GIVEN PROBLEM:
Copy out the material below, changing every "Practice step" to "Training step" and leaving everything else as it is. Leave the pictures out of your copy.
##### GIVEN DATA
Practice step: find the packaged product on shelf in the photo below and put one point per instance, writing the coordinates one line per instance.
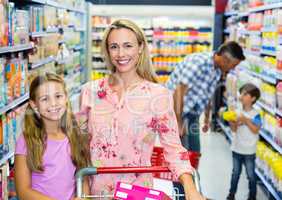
(278, 134)
(36, 18)
(9, 75)
(1, 137)
(270, 124)
(4, 172)
(2, 81)
(11, 23)
(269, 164)
(12, 130)
(11, 186)
(21, 27)
(268, 95)
(279, 95)
(5, 124)
(3, 23)
(50, 22)
(63, 18)
(50, 44)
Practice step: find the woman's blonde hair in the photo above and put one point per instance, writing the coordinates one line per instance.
(144, 66)
(36, 137)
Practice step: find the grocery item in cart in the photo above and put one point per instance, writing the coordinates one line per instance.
(134, 192)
##########
ANSWER BELOW:
Training step: find the packaged product on shelf in the photo below and put one point per instance, writing the coordinates one line per instance.
(278, 134)
(36, 18)
(9, 75)
(1, 137)
(270, 124)
(4, 172)
(2, 81)
(11, 23)
(269, 164)
(12, 130)
(11, 186)
(21, 27)
(268, 95)
(279, 95)
(5, 124)
(3, 23)
(50, 22)
(63, 18)
(50, 44)
Training step: find the woman's blonde hair in the photo above and put one point per instance, writing the coordinates one line per instance.
(144, 66)
(36, 137)
Training step: find the grocery item in cart in the photo above and put one point per instance, writing the coordinates one line per instance.
(134, 192)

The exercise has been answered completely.